** BEGIN **

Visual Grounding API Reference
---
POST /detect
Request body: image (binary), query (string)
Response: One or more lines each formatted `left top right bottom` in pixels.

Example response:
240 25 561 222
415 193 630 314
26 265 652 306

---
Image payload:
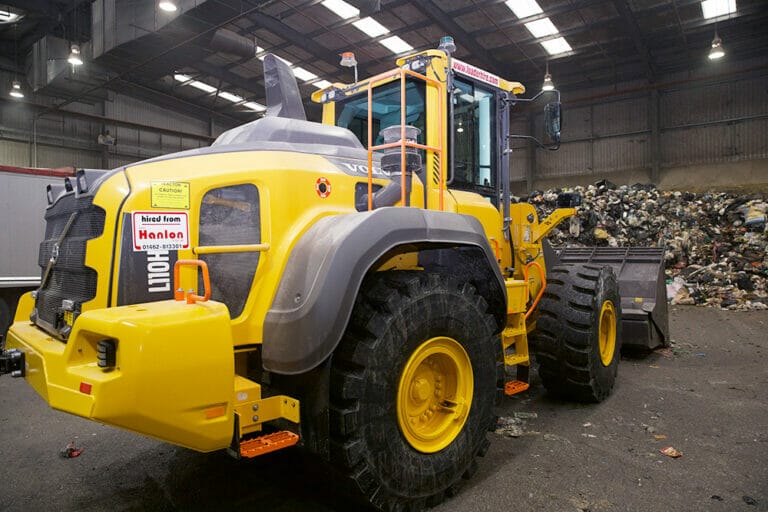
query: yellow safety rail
367 69 445 211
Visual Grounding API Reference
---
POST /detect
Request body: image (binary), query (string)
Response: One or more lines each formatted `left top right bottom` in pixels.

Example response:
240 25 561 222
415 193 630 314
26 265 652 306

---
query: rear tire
530 264 621 402
330 271 501 510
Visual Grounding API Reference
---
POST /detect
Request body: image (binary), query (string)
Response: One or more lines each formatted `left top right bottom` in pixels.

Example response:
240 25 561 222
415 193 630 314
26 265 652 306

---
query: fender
262 207 506 375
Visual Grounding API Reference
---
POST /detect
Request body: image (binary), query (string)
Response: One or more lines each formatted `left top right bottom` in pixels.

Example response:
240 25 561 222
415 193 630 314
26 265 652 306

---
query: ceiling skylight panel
541 37 573 55
243 101 267 112
352 16 389 37
507 0 543 19
321 0 360 20
293 66 317 82
219 91 245 103
187 80 216 94
525 18 558 38
379 36 413 54
701 0 736 19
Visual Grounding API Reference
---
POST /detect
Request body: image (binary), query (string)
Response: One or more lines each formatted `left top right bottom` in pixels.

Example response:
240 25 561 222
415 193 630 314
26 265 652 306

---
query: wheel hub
598 300 616 366
397 336 474 453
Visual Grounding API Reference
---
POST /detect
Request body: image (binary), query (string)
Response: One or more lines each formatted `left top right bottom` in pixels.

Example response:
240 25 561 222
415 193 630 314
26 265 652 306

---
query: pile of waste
520 180 768 310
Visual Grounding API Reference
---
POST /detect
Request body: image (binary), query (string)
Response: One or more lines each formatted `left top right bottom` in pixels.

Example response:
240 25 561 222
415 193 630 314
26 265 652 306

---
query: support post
525 113 537 194
649 89 661 185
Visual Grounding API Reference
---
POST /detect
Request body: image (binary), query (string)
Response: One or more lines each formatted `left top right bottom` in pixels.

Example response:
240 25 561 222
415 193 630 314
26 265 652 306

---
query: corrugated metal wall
0 69 222 168
511 62 768 188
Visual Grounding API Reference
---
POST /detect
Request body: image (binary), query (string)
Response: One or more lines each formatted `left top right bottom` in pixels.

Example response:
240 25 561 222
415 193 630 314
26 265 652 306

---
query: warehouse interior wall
0 68 240 169
511 55 768 194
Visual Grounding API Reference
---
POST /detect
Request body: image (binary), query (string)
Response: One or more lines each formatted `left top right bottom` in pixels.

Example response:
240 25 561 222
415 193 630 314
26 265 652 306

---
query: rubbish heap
520 180 768 310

** END **

[THE EXERCISE]: Reproduce all of the rows above verbatim, leaving out the pictures.

[IN RESPONSE]:
Visual Grounding API Reference
---
POST /detect
Request body: image (binary), query (string)
Response: One or more lines each formatted `left top right bottom` in pixels.

Example response:
240 25 561 222
415 193 630 314
26 265 652 306

---
Image payload:
query: yellow safety rail
367 69 445 211
Visual Grounding API Reference
---
POST /detect
Request body: image (binary), query (string)
Response: One or more lines each formatted `left top right bottom` in pixels.

Example response:
240 25 561 222
415 193 630 314
26 265 652 306

---
query: rear tire
530 264 621 402
330 271 501 510
Visual Grounding API Reference
---
POST /detect
Request body: image (binary), query (string)
Response: One or more lines each formatted `left top right bottom` in pixels.

Example response:
240 25 561 222
415 193 630 314
26 265 652 306

---
query: fender
262 207 506 375
Visual Grounding API Reference
---
POST /detect
Request body: image (binary), query (string)
Response: One or more lines each formatted `left top right bottom` in pixels.

Example response:
240 25 561 222
415 193 630 314
26 265 652 306

---
query: ceiling skylight panel
541 37 573 55
243 101 267 112
352 16 389 37
507 0 543 19
321 0 360 20
293 66 317 82
219 91 245 103
187 80 216 94
525 18 558 38
379 36 413 54
701 0 736 19
Visual Grounding API Reference
---
POST /detect
Request body: image (binary), query (string)
Response: One or more lines each formatted `left top right bottom` in pixels.

Example response:
240 25 561 222
415 193 630 314
26 265 652 306

---
query: wheel hub
598 300 616 366
397 336 474 453
Visual Grounding API Reference
---
POST /detect
Request body: image (binary), query (string)
Response: One or more lines each formatted `left top right bottom` in pixels.

Example response:
240 25 561 222
415 193 630 314
26 265 652 306

---
query: pile of waste
520 180 768 310
Visual Grounding API Reference
---
POST /detect
Request body: image (binary), query (string)
Response: One or more lines each formatted `left top right bottom` in pixels.

Example response:
240 25 561 222
415 193 630 314
26 265 652 306

---
query: support post
525 113 537 194
649 89 661 185
Visual Grounding API Reference
---
POST /detect
Request body: image (binary), query (string)
Response: One or more lines each formatted `left top right bottom` in pixels.

Example response:
240 25 561 222
415 193 630 314
26 265 652 306

---
query: corrugated metal wall
0 69 222 168
511 62 768 188
Visual Grounding API Reference
---
POST /detect
Request body: image (binary), query (string)
Response: One or more lines each formatted `left top right bottom` in pixels.

Example response:
240 25 561 222
415 193 630 314
26 265 652 306

---
query: warehouse interior wall
0 68 240 169
511 55 768 194
Visual Grounding API Reference
---
POST /detect
Request body: image (binary), query (string)
Response: One or more lines each formatted `left top right bottom` in pixels.

Example response:
240 25 561 222
415 193 630 314
26 265 652 306

---
query: rubbish heap
520 180 768 310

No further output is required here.